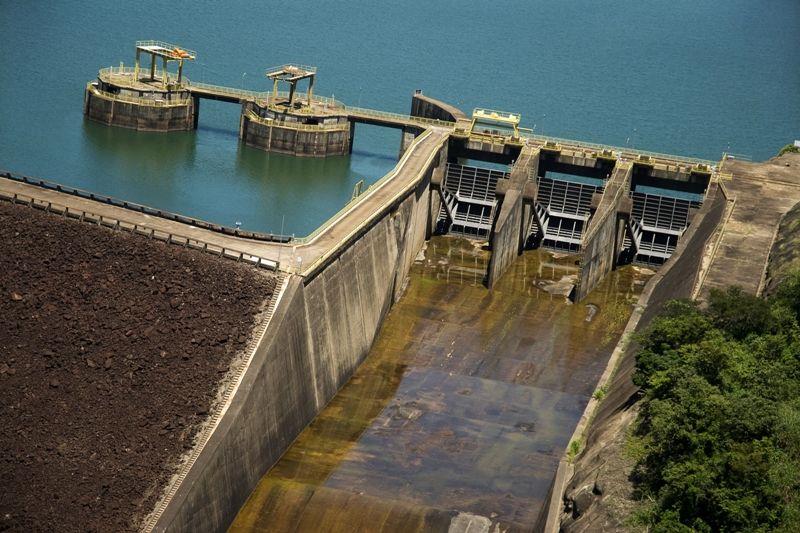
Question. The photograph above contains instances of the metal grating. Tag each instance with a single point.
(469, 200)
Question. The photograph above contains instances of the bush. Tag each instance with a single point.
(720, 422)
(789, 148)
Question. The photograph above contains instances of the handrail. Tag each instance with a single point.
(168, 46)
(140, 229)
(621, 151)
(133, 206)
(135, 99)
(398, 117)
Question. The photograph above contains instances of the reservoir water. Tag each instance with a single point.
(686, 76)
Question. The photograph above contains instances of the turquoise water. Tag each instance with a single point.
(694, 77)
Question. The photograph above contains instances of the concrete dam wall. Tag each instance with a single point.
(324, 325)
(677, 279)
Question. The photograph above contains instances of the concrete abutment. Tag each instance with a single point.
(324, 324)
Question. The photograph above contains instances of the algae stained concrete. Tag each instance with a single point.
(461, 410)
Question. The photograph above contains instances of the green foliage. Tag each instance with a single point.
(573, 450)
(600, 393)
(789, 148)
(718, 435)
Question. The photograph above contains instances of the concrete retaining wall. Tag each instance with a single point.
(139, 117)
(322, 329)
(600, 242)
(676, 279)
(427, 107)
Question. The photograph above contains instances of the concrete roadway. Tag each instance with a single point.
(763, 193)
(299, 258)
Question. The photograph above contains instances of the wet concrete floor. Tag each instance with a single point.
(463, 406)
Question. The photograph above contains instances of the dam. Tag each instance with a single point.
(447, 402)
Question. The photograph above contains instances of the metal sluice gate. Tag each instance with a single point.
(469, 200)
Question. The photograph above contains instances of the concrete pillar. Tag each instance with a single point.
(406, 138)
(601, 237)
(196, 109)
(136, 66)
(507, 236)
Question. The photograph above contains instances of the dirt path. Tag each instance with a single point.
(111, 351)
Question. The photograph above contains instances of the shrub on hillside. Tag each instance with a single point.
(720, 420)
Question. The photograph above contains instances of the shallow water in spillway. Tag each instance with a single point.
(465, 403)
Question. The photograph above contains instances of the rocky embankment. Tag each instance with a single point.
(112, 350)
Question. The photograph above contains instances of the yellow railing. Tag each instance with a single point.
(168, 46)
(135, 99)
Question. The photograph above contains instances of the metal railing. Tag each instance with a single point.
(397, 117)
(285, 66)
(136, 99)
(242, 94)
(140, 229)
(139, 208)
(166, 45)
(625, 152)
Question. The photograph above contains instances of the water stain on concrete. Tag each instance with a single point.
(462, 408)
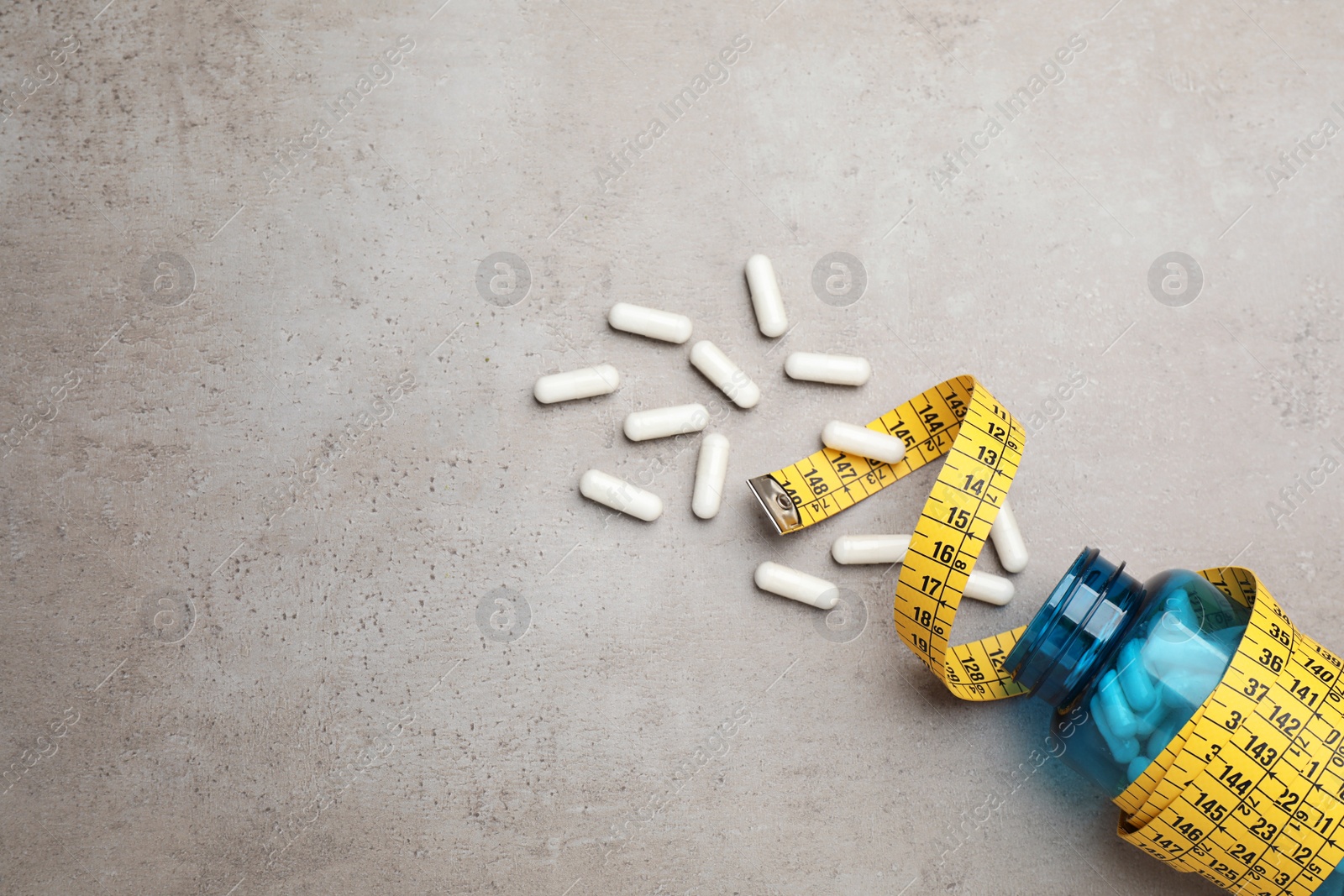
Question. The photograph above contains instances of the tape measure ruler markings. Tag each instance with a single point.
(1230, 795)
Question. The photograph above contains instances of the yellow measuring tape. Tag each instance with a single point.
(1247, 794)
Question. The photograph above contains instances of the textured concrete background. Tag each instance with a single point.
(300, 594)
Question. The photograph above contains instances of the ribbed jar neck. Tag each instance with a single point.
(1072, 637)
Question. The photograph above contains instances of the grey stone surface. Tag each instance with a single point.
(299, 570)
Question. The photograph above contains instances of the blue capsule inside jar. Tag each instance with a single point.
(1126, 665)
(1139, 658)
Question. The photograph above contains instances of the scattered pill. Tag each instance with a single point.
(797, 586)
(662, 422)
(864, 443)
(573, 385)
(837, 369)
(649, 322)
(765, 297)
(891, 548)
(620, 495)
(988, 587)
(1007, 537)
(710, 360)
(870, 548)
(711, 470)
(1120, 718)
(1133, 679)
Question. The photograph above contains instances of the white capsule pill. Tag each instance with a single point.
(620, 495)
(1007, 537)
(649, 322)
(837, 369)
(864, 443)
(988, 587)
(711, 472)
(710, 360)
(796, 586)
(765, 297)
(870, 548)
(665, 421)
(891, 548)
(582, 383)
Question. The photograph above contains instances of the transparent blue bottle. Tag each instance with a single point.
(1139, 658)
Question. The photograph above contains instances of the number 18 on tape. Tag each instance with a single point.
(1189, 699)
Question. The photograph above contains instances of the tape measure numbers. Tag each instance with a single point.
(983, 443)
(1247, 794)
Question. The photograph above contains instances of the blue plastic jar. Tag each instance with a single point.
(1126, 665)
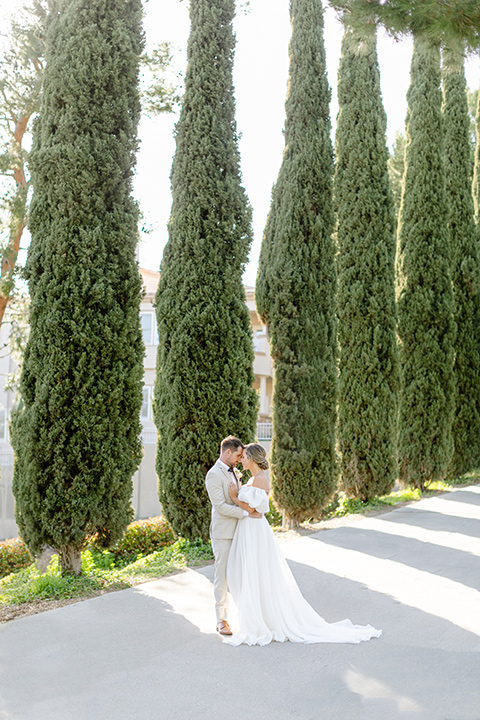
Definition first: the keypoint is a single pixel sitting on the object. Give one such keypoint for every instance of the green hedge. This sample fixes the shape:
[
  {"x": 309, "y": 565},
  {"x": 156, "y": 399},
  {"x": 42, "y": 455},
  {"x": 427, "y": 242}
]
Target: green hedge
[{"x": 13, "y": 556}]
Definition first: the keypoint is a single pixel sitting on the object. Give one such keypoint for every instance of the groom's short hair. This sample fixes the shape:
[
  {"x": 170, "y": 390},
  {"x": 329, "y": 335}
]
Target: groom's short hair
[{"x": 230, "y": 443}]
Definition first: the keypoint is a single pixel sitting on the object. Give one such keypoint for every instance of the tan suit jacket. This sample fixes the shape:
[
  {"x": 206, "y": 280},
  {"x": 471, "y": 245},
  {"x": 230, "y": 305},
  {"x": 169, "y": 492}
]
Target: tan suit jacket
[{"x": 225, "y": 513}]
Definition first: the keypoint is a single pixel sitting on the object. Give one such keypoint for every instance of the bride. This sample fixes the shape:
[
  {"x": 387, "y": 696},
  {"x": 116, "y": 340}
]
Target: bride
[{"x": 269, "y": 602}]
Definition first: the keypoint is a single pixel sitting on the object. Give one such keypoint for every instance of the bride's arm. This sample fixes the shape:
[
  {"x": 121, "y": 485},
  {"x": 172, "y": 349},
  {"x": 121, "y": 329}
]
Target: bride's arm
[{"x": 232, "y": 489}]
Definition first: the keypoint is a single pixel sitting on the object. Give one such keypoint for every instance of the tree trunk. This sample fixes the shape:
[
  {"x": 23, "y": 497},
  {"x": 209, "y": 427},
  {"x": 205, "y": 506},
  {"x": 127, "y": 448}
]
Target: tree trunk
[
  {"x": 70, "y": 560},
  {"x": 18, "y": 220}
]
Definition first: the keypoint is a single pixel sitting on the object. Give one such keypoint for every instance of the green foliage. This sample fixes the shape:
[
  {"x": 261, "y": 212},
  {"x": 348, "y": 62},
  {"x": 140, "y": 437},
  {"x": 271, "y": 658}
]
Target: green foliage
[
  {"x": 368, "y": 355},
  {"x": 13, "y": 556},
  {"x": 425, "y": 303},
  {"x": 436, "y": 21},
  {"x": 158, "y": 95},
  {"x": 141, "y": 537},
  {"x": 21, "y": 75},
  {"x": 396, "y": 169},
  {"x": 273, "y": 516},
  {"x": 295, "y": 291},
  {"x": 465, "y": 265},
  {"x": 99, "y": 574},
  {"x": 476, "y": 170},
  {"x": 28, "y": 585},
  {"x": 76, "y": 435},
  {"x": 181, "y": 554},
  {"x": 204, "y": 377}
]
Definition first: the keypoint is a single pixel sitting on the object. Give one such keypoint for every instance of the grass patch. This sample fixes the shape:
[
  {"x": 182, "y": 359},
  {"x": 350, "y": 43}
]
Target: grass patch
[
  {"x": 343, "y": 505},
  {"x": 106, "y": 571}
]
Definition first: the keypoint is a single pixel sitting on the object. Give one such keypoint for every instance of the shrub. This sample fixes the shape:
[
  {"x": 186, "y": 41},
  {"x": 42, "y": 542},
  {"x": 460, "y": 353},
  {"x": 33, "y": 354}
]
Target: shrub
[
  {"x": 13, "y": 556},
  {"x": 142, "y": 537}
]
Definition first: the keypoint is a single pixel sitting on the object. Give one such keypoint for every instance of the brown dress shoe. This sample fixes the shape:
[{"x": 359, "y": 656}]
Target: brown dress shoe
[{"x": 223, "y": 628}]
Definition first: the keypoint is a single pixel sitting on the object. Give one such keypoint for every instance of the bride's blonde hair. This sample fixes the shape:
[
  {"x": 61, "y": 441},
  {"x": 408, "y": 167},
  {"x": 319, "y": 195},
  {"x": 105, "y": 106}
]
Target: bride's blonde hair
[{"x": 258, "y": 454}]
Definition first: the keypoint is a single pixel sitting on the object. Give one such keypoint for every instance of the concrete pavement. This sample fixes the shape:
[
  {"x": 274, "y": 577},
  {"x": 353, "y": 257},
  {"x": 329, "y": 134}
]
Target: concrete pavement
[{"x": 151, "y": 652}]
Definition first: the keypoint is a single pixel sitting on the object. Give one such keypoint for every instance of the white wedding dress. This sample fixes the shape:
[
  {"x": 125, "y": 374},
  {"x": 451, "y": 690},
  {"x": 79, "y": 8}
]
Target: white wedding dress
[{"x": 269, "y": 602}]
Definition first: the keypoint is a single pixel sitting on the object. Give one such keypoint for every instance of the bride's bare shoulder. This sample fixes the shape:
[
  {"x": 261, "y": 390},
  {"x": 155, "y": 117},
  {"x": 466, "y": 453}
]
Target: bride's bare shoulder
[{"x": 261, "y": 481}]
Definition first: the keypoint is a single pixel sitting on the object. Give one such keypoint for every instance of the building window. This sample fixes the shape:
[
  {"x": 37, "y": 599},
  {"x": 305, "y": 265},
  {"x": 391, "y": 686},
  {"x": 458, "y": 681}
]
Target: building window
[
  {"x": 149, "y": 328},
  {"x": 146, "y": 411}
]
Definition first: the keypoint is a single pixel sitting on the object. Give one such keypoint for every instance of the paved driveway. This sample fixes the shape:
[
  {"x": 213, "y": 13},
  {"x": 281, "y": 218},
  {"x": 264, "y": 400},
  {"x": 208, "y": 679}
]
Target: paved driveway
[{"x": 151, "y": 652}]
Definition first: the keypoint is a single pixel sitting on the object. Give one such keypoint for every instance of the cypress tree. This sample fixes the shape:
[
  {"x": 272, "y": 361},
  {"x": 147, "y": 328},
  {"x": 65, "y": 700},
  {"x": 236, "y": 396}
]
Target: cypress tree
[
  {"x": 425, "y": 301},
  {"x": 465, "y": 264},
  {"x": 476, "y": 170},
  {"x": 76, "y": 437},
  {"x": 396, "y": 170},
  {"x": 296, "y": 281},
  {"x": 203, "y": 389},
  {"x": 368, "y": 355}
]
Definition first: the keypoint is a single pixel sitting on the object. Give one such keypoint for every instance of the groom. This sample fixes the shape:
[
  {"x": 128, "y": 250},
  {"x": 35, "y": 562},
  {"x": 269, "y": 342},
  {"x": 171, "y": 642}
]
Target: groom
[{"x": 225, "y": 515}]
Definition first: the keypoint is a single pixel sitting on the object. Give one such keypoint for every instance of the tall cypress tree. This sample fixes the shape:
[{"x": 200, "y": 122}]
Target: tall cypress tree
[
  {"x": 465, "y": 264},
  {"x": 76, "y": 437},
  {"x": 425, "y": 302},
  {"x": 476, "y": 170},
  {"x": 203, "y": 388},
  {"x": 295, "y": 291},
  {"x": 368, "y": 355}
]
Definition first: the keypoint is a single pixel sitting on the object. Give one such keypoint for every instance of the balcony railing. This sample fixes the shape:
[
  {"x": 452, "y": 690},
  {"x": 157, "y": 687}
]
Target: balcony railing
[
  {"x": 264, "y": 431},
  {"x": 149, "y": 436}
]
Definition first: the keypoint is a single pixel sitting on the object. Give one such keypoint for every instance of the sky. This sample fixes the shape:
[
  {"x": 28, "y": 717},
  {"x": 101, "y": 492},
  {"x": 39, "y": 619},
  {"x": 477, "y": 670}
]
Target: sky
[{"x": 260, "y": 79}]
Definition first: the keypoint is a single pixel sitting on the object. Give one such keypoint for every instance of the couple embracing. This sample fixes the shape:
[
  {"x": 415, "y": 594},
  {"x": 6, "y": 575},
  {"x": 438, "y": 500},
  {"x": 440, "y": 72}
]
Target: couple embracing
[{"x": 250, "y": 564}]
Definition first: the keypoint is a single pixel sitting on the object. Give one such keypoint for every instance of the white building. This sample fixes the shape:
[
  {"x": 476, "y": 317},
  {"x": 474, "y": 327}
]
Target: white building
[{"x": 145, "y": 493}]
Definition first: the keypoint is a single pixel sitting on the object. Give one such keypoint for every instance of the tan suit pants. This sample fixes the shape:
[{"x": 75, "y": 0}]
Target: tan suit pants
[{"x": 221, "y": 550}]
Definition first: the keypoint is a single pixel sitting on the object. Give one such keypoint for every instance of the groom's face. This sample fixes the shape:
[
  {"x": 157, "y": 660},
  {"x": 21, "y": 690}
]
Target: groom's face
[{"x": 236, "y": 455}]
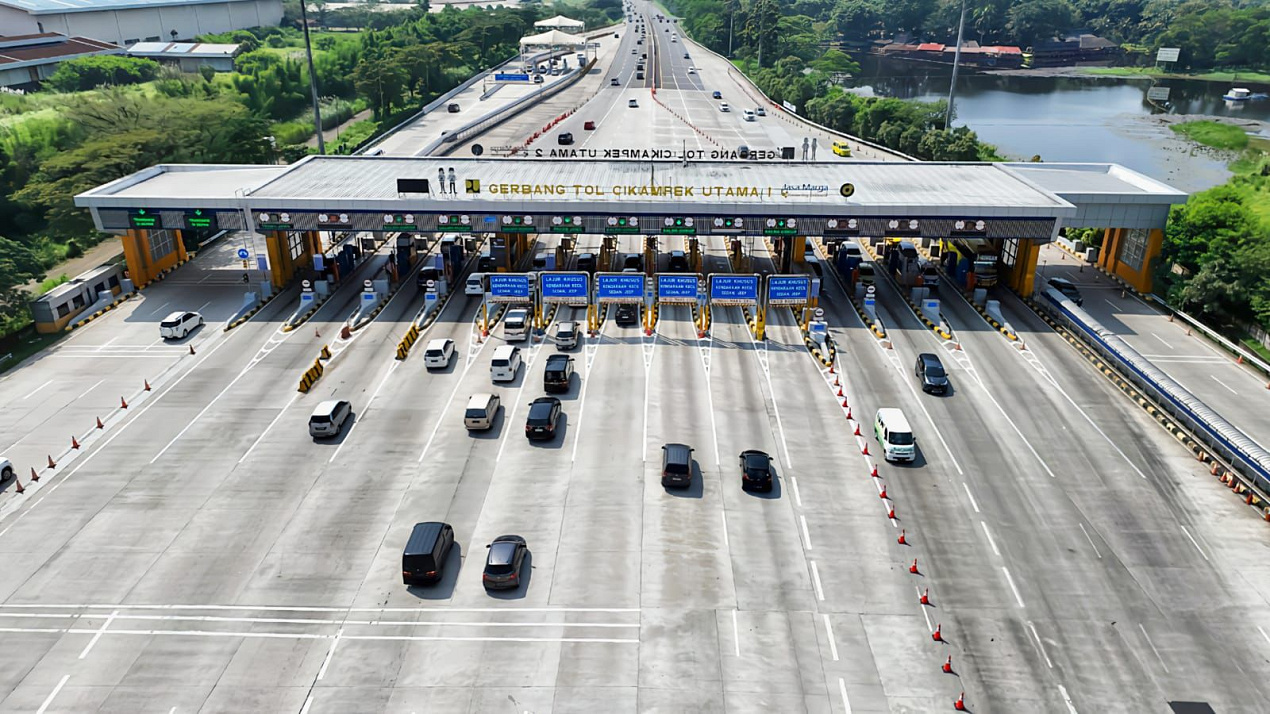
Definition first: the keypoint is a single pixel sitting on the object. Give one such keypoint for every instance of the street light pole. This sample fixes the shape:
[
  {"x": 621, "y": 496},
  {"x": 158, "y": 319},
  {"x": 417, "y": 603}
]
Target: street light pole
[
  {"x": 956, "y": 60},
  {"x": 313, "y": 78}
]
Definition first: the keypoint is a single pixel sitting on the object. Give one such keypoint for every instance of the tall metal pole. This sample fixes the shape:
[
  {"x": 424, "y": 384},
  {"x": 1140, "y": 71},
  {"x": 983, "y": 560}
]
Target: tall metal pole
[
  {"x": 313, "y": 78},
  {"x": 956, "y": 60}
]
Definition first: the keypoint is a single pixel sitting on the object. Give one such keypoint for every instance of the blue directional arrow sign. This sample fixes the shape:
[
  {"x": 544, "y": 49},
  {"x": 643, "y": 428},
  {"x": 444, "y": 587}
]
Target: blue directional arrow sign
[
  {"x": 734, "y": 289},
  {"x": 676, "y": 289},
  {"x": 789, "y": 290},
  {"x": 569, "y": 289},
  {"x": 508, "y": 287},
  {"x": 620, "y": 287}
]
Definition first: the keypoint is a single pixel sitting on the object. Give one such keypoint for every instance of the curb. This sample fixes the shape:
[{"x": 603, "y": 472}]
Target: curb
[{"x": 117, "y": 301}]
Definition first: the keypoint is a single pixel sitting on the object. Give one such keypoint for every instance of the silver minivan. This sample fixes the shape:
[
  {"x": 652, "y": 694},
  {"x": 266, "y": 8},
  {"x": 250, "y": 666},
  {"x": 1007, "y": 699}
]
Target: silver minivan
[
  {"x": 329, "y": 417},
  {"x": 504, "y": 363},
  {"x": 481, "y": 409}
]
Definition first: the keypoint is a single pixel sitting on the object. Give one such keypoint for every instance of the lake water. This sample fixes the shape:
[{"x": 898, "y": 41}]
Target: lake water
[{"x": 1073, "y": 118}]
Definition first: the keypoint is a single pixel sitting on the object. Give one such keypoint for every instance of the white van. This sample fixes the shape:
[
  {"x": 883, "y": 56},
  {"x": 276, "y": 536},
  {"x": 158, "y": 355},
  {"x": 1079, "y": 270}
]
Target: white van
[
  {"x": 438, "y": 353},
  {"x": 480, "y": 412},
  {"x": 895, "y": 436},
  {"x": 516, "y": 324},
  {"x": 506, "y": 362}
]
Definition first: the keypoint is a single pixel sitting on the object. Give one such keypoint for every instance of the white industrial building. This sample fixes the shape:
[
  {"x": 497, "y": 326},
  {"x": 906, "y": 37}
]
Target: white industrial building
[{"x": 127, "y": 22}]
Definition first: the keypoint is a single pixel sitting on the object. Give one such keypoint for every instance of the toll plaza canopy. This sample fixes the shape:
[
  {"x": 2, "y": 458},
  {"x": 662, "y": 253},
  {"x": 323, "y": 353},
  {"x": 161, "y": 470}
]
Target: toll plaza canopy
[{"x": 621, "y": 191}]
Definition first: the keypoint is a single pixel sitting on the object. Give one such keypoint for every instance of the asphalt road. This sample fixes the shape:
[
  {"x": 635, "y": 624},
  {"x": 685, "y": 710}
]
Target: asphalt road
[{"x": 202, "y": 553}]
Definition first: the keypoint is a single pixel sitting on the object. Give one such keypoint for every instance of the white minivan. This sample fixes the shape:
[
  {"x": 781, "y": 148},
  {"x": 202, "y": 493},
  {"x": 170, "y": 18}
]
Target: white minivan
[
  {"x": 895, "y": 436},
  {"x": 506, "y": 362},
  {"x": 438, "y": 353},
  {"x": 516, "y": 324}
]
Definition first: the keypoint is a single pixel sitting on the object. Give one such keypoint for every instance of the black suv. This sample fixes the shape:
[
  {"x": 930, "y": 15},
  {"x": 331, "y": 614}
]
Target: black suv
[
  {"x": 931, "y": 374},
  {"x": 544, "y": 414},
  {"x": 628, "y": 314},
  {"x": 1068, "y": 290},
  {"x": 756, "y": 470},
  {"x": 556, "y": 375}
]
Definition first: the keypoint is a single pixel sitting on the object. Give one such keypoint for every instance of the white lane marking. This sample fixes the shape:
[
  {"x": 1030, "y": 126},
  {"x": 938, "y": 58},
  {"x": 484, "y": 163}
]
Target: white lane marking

■ ■ ■ ■

**YOUR TASK:**
Lines from the one containing "of the black" through the final line are to be given again verbatim, with nothing before or after.

**EXERCISE ANSWER:**
Definition first: the keypoint is a single pixel sitting on the object. Give one such keypoint for every instance of the black suv. This sample fixes the shape:
[
  {"x": 930, "y": 15},
  {"x": 331, "y": 614}
]
Target: black suv
[
  {"x": 931, "y": 374},
  {"x": 544, "y": 414},
  {"x": 628, "y": 314},
  {"x": 1068, "y": 290},
  {"x": 756, "y": 470},
  {"x": 556, "y": 375}
]
Definition first: the keypoint is a single pixel sitting on the object. Give one such keypoint for every instance of the white lane marking. This sample fixes the shape:
[
  {"x": 1030, "y": 126},
  {"x": 938, "y": 58},
  {"x": 484, "y": 163}
]
Target: white lane marking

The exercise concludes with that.